READING TEXT
The Linux Kernel Mailing List
 help / color / mirror / Atom feed
From: Carlo Szelinsky <github@szelinsky.de>
To: Oleksij Rempel <o.rempel@pengutronix.de>,
	Kory Maincent <kory.maincent@bootlin.com>,
	Andrew Lunn <andrew+netdev@lunn.ch>,
	Heiner Kallweit <hkallweit1@gmail.com>,
	Russell King <linux@armlinux.org.uk>,
	"David S . Miller" <davem@davemloft.net>,
	Eric Dumazet <edumazet@google.com>,
	Jakub Kicinski <kuba@kernel.org>, Paolo Abeni <pabeni@redhat.com>
Cc: Corey Leavitt <corey@leavitt.info>,
	Jonas Jelonek <jelonek.jonas@gmail.com>,
	netdev@vger.kernel.org, linux-kernel@vger.kernel.org,
	Carlo Szelinsky <github@szelinsky.de>
Subject: [PATCH net-next v2 4/4] net: phy: own phydev->psec via PSE notifier and remove fwnode_mdio hook
Date: Sat, 20 Jun 2026 13:24:40 +0200	[thread overview]
Message-ID: <20260620112440.1734404-5-github@szelinsky.de> (raw)
In-Reply-To: <20260620112440.1734404-1-github@szelinsky.de>

From: Corey Leavitt <corey@leavitt.info>

Transfer ownership of phydev->psec from fwnode_mdio to the phy
subsystem itself. The phy subsystem now subscribes to the pse-pd
notifier chain and manages psec attach/detach in response to PSE
controller lifecycle events, while fwnode_mdio loses its PSE awareness
entirely.

phydev->psec is attached after device_add() has made the phy visible
on mdio_bus_type, under a narrow rtnl_lock() that covers only
phy_try_attach_pse(). Ordering the attach after registration closes
the race that would otherwise leave a phy unattached: a PSE_REGISTERED
event firing during registration walks mdio_bus_type and either finds
the phy already added (and attaches it) or runs before device_add(),
in which case the post-add attach resolves it. The phydev->psec check
in phy_try_attach_pse() makes the two paths idempotent. Holding rtnl
across of_pse_control_get() is safe because pse_list_mutex is never
taken in the opposite order.

device_add() is deliberately left outside rtnl. Binding a phy that
itself provides an SFP cage reaches sfp_bus_add_upstream() through
phy_probe() -> phy_setup_ports() -> phy_sfp_probe(), and
sfp_bus_add_upstream() takes rtnl_lock(); holding rtnl across
device_add() would deadlock such phys (reported on RTL8214FC).

phy_device_register() is split into the public form, which takes the
narrow rtnl_lock() around the attach, and a phy_device_register_locked()

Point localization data
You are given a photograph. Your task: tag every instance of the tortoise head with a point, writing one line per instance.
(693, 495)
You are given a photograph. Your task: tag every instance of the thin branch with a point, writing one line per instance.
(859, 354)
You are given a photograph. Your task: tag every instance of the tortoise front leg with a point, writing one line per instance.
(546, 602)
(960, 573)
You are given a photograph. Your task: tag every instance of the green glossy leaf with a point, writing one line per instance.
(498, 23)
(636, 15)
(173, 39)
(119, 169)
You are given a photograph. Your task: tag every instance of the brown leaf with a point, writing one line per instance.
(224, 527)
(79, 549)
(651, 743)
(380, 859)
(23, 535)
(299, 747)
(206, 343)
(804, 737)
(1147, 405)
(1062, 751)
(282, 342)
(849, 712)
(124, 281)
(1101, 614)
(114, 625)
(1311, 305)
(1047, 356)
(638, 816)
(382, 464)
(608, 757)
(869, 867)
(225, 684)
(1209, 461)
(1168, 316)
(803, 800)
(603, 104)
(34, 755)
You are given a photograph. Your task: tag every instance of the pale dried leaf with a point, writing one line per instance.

YOUR OBJECTIVE
List every email address that appears on the Cc line of the mailing-list post above.

EXERCISE RESULT
corey@leavitt.info
jelonek.jonas@gmail.com
netdev@vger.kernel.org
linux-kernel@vger.kernel.org
github@szelinsky.de